A Translator
(c) Johan Klovsjö

The scarcity of novels in African languages is not the only reason why we should be concerned about the future of African languages. What worries me more than anything is the absence of translations in these languages. Why isn’t there a Dinka translation of Plato’s Republic, a Yoruba translation of Madame Bovary, a Hausa translation of The Kama Sutra, or an Igbo translation of Half of a Yellow Sun?

Perhaps, the better question to ask is why should there be?

For languages to thrive and survive, they need to transform themselves. If folktales have taught us nothing, at least, they’ve shown us that the surest way to inspire transformation is by letting a stranger into the household. When you translate a text that is written in a language that is very different from your own, you force your language to take on the demands of the other. In the process, your language enriches itself with new words, new imageries, new styles, and syntactic forms.

This transformation is mutual. A Yoruba translation of Nietzsche’s Thus Spake Zarathustra will modify the Yoruba language as much as it will modify Nietzsche and the German language. Subjecting German to the rules of Yoruba results in Yoruba being forced to accommodate the quirks and strangeness of German. Translation is a space where languages grapple with each other, test their limits, and come out altered but stronger.

[Stored items from a collection]
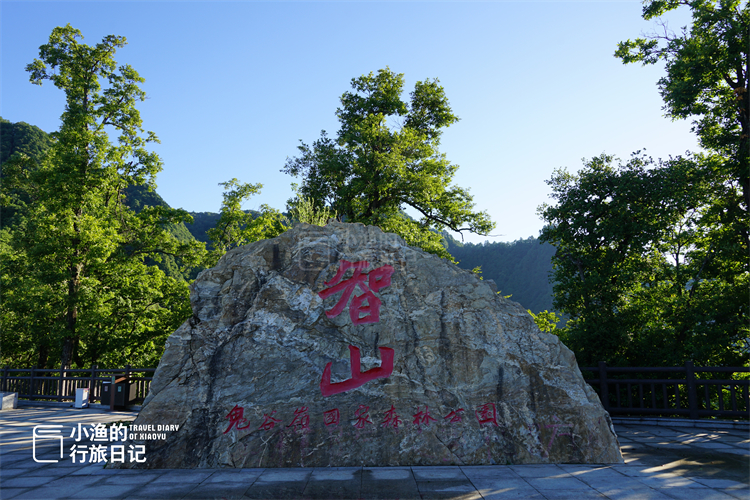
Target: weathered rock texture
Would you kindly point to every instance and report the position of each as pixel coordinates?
(473, 380)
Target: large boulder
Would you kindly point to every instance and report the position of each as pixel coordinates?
(342, 346)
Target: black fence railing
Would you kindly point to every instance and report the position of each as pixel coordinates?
(684, 391)
(57, 384)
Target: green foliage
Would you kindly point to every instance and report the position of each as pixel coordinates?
(520, 268)
(236, 227)
(74, 269)
(385, 159)
(547, 322)
(304, 210)
(707, 79)
(637, 267)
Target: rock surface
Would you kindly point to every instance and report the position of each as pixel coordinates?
(265, 373)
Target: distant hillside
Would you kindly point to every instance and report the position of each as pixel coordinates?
(520, 268)
(22, 138)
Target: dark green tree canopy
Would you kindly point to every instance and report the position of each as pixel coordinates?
(385, 159)
(75, 268)
(634, 268)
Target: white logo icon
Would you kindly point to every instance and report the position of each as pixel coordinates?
(49, 432)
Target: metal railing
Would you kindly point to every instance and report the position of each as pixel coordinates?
(683, 391)
(58, 384)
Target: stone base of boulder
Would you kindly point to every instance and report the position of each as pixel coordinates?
(342, 346)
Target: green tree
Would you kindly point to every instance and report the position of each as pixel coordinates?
(237, 227)
(385, 159)
(74, 274)
(630, 269)
(707, 79)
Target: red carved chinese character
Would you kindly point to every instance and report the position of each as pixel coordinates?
(486, 414)
(368, 283)
(363, 416)
(301, 419)
(454, 416)
(235, 416)
(331, 417)
(423, 417)
(358, 378)
(391, 419)
(269, 422)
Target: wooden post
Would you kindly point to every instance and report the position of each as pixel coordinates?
(31, 383)
(692, 389)
(60, 383)
(112, 394)
(603, 387)
(92, 384)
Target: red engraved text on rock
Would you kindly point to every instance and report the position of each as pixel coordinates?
(364, 308)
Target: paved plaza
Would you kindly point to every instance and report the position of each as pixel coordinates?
(704, 462)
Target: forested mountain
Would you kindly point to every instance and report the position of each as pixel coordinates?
(520, 268)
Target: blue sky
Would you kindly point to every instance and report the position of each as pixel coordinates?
(234, 86)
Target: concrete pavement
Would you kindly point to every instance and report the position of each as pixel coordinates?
(662, 462)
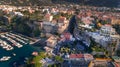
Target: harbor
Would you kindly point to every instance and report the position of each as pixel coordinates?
(14, 48)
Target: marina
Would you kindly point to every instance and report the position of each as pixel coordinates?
(14, 48)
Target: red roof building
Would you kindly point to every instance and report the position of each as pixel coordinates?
(76, 56)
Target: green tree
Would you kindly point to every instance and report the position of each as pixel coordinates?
(36, 32)
(58, 59)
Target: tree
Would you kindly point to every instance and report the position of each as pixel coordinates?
(36, 32)
(58, 59)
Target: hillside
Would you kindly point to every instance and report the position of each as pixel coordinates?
(107, 3)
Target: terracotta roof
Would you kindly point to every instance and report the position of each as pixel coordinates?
(76, 56)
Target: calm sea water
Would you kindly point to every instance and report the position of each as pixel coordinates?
(21, 53)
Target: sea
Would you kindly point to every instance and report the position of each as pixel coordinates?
(19, 58)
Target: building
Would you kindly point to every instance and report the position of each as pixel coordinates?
(48, 17)
(52, 41)
(98, 62)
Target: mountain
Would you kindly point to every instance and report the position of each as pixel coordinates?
(107, 3)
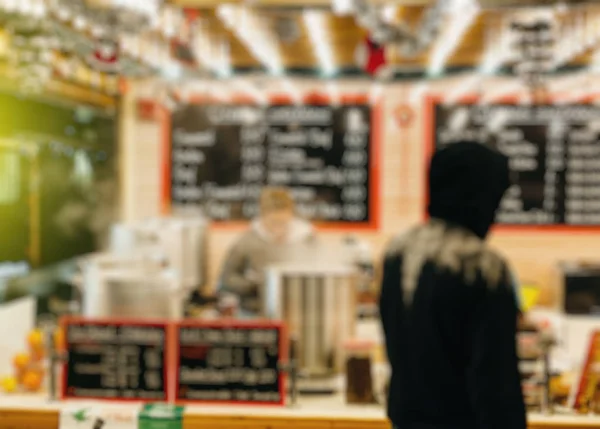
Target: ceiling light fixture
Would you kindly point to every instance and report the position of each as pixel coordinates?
(316, 27)
(250, 29)
(215, 57)
(292, 90)
(342, 7)
(462, 14)
(497, 52)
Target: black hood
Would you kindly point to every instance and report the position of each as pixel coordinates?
(466, 183)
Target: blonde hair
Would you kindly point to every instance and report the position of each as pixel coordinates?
(275, 199)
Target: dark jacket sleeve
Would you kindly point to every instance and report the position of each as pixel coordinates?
(493, 372)
(391, 304)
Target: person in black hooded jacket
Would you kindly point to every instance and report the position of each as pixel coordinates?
(447, 304)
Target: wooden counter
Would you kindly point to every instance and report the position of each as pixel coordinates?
(32, 412)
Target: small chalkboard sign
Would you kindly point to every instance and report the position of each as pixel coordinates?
(230, 362)
(114, 360)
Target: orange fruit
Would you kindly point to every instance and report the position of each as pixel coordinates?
(59, 340)
(35, 339)
(38, 355)
(21, 361)
(32, 381)
(9, 384)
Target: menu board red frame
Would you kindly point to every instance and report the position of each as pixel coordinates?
(279, 99)
(429, 135)
(236, 324)
(65, 322)
(585, 377)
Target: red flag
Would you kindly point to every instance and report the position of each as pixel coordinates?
(371, 56)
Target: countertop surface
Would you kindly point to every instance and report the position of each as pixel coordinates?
(317, 407)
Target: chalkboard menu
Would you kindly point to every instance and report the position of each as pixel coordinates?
(110, 360)
(230, 363)
(223, 155)
(554, 153)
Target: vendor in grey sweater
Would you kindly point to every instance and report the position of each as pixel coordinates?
(275, 229)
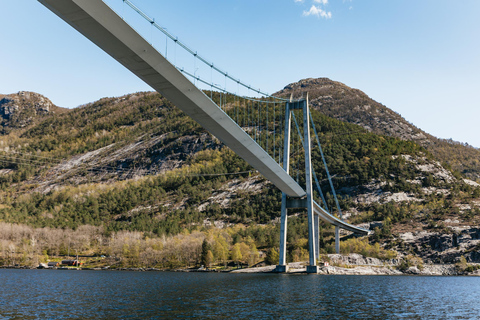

Task instructions:
A – List every African language that the essay on translation names.
B – According to the essay on translation, what have folktales shown to be the surest way to inspire transformation?
C – Extend the essay on translation with a further paragraph that follows its final sentence.

Answers by item:
A – Dinka, Yoruba, Hausa, Igbo

B – Letting a stranger into the household.

C –
But then translation is an unequal exchange—one where the translating language takes way more than it gives to the original. When we translate The Ozidi Saga or Ogboju Ode ninu Igbo Irunmale (The Forest of a Thousand Daemons) into English, we are actually doing the English language a big favor. Yes, translation into English allows these texts to circulate globally, but it does very little for Ijo or Yoruba.

Imagine, on the other hand, compelling the Kikuyu language to think through Einstein’s relativity theory, Dickens’ curiosity shops, Woolf’s “luminous halo,” Holderlin’s Greece, Heidegger’s concept of time, Darwin’s apes, or even Conrad’s weird Africa.

Translation is essentially a way of poaching someone else’s languages for things that you might not have in yours so that your language can imagine things it wasn’t built to express.

It is the translator, as Walter Benjamin writes, who is saddled with the task of ” break[ing] through [the] decayed barriers of his own language.”